▶ [What is required] Copy word for word each line from the one that has "Could you point to the woman with blonde" to the last line of the records, with no other lines.

::: Data shown

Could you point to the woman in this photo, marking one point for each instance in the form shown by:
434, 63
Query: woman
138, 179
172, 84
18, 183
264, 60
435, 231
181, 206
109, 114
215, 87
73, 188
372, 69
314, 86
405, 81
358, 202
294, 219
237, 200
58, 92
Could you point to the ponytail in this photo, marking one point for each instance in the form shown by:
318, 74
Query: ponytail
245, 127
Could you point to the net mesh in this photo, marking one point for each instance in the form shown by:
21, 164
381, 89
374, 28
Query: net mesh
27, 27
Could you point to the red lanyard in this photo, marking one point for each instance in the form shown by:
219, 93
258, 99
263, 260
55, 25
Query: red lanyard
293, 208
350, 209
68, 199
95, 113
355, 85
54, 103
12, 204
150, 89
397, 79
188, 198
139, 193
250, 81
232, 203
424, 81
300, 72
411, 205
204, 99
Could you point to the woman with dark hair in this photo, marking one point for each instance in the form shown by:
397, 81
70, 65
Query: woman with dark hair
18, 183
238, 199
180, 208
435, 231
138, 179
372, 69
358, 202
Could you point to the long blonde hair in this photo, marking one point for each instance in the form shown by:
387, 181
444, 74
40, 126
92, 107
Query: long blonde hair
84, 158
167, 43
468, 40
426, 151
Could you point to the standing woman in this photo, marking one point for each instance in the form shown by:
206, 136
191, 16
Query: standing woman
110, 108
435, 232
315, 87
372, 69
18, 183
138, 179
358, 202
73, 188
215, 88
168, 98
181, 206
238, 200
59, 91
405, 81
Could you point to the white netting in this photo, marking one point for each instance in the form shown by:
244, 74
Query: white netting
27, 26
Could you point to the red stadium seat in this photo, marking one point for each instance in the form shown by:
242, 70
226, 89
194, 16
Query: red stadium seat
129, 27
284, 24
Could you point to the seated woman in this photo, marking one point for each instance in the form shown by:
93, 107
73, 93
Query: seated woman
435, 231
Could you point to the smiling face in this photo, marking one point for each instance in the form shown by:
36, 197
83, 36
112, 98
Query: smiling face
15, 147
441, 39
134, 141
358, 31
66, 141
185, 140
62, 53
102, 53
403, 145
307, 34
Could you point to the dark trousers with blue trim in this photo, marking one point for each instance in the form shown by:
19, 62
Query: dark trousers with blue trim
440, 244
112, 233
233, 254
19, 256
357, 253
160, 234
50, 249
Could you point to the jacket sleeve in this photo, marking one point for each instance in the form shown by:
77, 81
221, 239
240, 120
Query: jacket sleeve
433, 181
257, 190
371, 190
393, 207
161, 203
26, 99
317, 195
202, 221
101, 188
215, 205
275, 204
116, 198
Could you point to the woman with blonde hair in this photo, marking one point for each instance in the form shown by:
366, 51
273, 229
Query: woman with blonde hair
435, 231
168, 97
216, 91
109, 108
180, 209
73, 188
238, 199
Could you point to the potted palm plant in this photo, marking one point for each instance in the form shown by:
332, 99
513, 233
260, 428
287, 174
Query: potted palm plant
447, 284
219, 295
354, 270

::::::

▶ [Finished exercise]
Could you point to the woman with blonde hair in this photo, marking one point for each instance in the form shown by:
366, 51
273, 229
Query: woman with blonde hair
435, 231
168, 97
216, 91
109, 108
180, 209
73, 188
238, 199
Could you point to the potted palm plant in this photo, marking one point for each instance in the form shown by:
332, 99
513, 233
260, 428
287, 174
Query: potted palm plant
447, 284
219, 295
354, 270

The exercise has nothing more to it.